= Try it =
Return each line of the entries that holds the string "below".

= Data for analysis =
##########

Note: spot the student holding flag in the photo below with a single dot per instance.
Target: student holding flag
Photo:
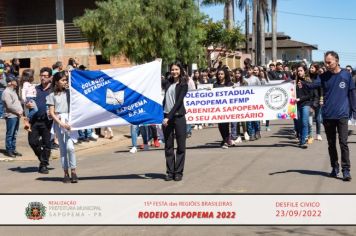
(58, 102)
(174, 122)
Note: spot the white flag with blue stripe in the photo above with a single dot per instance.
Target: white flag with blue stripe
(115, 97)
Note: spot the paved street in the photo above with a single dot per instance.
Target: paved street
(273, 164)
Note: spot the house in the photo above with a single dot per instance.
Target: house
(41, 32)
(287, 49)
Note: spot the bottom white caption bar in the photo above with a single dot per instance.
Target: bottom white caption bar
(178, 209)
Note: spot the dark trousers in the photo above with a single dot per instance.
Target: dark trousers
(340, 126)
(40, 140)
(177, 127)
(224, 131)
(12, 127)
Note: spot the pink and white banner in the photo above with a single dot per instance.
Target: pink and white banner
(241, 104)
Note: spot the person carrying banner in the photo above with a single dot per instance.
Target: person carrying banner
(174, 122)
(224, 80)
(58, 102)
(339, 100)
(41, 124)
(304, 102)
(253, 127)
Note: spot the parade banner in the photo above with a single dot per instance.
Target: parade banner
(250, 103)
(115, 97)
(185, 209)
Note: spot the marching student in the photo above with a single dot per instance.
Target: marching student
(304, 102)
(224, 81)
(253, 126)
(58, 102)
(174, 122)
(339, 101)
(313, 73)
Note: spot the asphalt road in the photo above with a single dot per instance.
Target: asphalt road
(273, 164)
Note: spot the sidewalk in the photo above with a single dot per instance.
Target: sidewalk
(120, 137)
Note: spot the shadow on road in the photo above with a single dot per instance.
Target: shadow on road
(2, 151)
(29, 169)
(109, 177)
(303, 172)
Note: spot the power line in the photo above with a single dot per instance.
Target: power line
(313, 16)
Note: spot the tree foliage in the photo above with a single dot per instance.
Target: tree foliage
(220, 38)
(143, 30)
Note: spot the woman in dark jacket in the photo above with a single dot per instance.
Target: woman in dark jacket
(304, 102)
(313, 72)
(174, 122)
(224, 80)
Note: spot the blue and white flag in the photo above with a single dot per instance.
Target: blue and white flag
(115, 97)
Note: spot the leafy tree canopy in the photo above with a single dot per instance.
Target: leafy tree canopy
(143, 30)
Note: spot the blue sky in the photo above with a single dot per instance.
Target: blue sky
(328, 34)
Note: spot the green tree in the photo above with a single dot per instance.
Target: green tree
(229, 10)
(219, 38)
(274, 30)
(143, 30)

##########

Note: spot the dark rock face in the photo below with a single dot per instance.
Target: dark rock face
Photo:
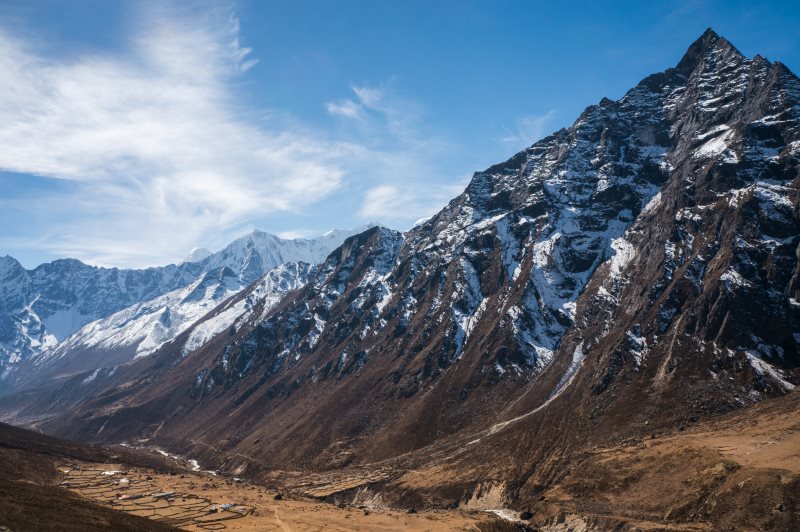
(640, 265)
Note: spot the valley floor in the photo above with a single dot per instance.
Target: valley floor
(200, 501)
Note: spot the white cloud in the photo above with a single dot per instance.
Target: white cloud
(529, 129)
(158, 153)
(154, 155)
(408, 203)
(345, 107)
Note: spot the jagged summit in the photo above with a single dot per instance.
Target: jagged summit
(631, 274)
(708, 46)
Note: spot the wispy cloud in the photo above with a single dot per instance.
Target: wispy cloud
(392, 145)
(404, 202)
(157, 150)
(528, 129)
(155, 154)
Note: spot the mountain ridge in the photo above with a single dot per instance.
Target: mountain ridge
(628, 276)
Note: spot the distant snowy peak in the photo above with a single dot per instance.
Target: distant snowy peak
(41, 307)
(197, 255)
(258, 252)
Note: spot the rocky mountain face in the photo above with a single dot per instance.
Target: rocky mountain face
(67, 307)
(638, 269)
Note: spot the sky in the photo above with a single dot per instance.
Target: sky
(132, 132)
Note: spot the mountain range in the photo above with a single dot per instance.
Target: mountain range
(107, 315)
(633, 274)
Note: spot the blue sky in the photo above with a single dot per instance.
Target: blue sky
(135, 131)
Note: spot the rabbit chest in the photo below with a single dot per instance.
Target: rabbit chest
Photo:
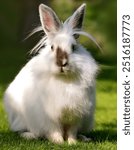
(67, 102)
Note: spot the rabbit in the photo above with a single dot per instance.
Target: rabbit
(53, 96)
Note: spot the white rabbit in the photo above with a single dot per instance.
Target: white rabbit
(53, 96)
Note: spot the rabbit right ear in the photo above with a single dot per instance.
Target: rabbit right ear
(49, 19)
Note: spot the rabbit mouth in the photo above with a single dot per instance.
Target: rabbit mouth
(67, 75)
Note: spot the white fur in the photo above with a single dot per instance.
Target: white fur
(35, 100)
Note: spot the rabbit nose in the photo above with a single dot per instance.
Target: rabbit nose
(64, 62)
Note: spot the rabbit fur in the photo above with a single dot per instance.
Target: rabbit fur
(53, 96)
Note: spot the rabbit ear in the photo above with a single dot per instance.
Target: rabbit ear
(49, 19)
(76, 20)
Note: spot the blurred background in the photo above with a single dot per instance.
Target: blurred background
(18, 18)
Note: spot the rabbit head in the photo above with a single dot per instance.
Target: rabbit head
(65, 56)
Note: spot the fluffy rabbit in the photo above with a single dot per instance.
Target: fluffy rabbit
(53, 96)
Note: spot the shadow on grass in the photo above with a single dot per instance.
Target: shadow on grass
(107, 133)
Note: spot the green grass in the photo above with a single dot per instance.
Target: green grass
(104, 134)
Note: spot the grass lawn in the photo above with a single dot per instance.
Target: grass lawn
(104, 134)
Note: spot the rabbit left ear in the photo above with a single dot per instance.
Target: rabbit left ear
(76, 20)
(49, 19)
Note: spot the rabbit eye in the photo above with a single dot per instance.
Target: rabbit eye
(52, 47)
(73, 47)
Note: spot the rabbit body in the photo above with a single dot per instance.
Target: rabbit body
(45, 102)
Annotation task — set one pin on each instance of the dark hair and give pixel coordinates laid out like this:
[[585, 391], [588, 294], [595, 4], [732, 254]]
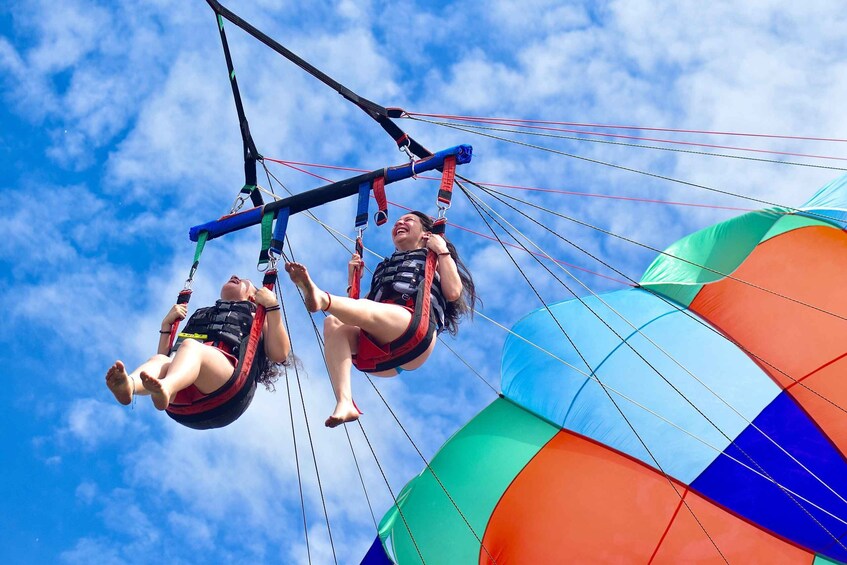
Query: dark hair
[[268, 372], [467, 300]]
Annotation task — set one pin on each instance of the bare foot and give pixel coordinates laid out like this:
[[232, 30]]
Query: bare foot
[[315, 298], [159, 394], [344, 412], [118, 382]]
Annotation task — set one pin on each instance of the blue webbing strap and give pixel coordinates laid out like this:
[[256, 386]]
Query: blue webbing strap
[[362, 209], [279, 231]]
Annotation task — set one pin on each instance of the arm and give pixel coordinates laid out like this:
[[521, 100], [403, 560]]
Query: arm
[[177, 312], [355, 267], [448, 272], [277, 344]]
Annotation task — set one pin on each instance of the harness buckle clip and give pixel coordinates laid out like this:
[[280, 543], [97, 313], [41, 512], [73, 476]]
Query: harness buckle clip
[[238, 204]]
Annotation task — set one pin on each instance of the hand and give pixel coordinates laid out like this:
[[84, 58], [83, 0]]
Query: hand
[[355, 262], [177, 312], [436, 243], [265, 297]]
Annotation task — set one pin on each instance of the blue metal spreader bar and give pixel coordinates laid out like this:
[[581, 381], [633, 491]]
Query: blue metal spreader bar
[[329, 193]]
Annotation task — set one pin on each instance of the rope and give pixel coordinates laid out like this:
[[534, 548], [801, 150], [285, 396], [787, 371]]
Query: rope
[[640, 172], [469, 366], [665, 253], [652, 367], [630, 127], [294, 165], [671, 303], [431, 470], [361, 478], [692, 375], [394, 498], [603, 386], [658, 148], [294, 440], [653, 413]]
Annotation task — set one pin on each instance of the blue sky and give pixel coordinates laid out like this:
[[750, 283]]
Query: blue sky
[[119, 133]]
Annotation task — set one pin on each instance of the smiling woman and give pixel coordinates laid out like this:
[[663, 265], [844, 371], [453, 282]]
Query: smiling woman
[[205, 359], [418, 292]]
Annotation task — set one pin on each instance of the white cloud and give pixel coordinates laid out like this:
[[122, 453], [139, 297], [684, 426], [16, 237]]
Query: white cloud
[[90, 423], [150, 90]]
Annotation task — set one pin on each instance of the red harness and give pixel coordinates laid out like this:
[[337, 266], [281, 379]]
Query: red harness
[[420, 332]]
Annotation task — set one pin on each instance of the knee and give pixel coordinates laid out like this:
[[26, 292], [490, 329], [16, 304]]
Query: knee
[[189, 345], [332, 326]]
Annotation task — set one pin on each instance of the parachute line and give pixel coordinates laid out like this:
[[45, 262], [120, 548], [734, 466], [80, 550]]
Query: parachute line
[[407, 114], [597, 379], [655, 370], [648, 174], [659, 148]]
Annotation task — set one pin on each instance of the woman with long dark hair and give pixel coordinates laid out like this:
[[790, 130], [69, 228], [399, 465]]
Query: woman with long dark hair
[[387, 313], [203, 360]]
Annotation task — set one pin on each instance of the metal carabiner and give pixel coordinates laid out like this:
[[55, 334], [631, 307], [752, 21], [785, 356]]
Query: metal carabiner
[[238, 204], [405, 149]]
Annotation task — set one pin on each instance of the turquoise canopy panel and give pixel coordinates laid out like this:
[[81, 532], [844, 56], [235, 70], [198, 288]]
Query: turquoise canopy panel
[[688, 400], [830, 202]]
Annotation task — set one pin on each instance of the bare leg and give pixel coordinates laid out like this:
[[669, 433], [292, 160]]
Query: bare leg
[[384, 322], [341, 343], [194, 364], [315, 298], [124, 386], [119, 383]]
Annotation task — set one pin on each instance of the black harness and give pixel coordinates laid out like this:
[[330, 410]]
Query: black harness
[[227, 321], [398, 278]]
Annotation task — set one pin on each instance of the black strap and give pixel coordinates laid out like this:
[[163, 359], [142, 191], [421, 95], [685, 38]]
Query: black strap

##########

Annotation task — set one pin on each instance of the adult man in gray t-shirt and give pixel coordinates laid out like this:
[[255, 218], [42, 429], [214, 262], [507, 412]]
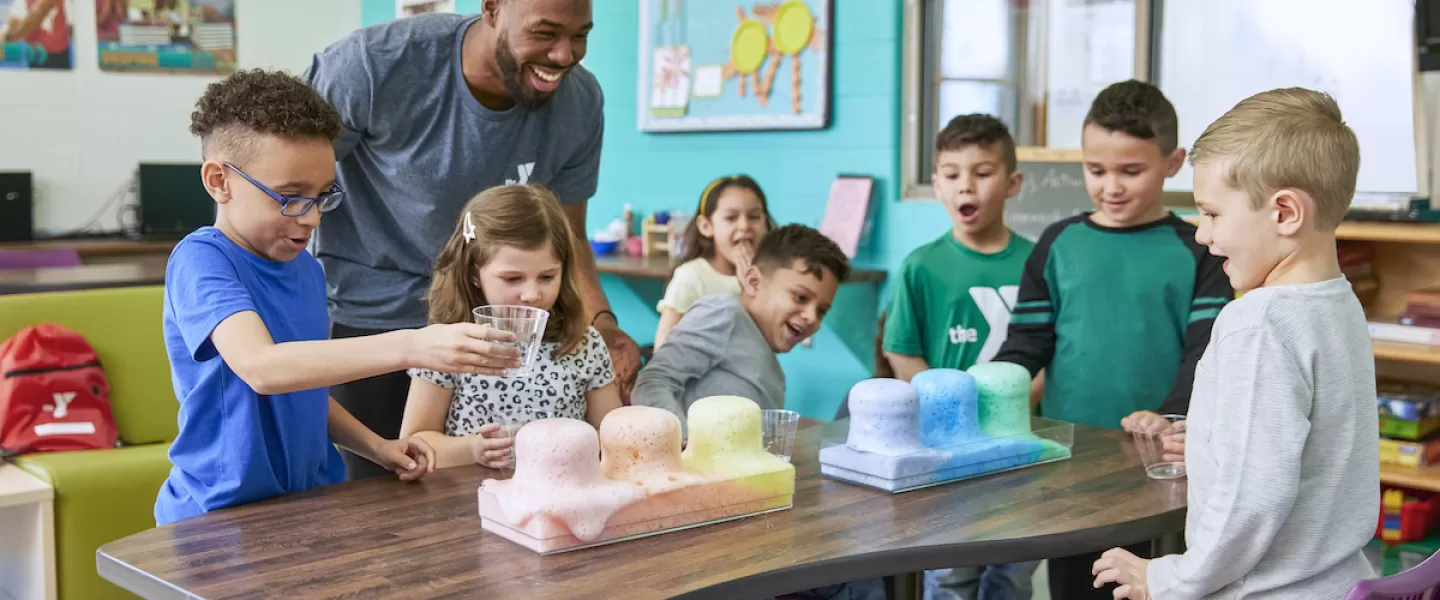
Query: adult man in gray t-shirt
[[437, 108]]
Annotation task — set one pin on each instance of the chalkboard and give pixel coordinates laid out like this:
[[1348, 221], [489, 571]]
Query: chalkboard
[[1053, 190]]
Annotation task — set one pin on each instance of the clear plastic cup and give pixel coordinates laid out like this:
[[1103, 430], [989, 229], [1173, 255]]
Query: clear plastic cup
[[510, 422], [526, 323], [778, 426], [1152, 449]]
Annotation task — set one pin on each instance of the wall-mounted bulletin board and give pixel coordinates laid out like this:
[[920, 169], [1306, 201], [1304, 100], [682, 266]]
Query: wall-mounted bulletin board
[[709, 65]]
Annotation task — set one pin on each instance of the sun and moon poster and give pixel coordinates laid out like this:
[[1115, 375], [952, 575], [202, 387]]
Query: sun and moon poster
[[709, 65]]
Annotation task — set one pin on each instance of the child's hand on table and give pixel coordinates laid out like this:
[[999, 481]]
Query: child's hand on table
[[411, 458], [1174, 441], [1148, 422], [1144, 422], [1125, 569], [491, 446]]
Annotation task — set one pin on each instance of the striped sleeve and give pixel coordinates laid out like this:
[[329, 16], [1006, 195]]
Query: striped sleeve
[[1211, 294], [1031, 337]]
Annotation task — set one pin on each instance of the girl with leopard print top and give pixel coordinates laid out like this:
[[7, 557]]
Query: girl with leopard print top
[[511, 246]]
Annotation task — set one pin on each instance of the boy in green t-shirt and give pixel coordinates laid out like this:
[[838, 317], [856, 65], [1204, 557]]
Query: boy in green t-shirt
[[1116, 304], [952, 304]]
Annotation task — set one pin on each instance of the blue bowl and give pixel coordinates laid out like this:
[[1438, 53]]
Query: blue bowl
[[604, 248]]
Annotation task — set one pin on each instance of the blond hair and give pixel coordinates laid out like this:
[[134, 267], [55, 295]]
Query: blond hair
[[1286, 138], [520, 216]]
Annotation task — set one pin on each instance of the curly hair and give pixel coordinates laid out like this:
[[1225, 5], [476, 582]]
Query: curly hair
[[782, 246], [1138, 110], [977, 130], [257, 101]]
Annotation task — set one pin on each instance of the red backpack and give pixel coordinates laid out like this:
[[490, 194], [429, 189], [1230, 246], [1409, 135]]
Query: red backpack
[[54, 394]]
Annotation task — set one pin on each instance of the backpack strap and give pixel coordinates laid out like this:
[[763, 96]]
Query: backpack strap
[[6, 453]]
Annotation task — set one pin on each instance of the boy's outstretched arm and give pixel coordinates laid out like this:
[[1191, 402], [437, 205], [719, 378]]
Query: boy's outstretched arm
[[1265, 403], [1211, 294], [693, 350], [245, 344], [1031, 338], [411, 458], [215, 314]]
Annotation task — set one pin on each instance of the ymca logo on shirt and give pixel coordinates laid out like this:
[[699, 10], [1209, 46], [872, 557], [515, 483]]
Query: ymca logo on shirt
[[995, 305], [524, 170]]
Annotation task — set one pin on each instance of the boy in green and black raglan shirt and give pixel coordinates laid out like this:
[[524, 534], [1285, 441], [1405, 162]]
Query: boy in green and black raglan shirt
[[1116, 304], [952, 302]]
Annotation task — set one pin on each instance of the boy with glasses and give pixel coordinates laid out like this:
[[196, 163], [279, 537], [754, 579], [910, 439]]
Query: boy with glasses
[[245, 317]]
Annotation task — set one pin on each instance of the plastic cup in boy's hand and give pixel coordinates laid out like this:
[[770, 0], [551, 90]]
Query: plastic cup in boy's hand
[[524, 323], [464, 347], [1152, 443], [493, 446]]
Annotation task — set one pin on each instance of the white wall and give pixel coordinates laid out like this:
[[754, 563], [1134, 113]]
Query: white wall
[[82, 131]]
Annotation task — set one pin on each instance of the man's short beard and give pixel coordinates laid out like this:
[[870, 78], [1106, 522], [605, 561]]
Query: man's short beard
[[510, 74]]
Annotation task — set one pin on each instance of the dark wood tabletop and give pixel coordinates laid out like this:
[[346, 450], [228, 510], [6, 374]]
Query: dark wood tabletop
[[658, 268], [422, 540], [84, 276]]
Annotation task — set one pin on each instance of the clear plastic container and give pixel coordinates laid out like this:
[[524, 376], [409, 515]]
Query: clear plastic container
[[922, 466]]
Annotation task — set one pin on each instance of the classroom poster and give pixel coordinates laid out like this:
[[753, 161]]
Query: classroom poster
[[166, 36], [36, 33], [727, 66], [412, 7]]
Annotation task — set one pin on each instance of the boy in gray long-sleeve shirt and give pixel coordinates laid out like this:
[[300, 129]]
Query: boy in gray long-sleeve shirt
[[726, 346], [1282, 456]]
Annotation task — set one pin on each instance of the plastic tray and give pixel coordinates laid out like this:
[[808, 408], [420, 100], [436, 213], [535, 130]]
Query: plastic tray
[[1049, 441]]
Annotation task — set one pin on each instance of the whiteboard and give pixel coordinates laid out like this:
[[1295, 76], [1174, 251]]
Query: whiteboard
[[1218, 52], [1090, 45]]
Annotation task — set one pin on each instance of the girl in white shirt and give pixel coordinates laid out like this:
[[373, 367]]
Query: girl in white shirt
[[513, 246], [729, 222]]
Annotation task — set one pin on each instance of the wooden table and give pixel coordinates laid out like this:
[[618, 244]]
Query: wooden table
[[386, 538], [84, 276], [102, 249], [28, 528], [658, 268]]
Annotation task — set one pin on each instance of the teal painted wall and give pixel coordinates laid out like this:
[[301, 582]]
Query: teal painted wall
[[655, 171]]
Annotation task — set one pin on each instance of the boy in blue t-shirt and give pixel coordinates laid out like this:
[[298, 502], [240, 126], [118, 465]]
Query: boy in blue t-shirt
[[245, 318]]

##########

= Completed exercise =
Note: spot the student holding flag in the photo below with a single dot per instance.
Note: spot the dark rock face in the photo below with a single dot per instance.
Note: spot the rabbit chest in the photo below with a single dot per instance.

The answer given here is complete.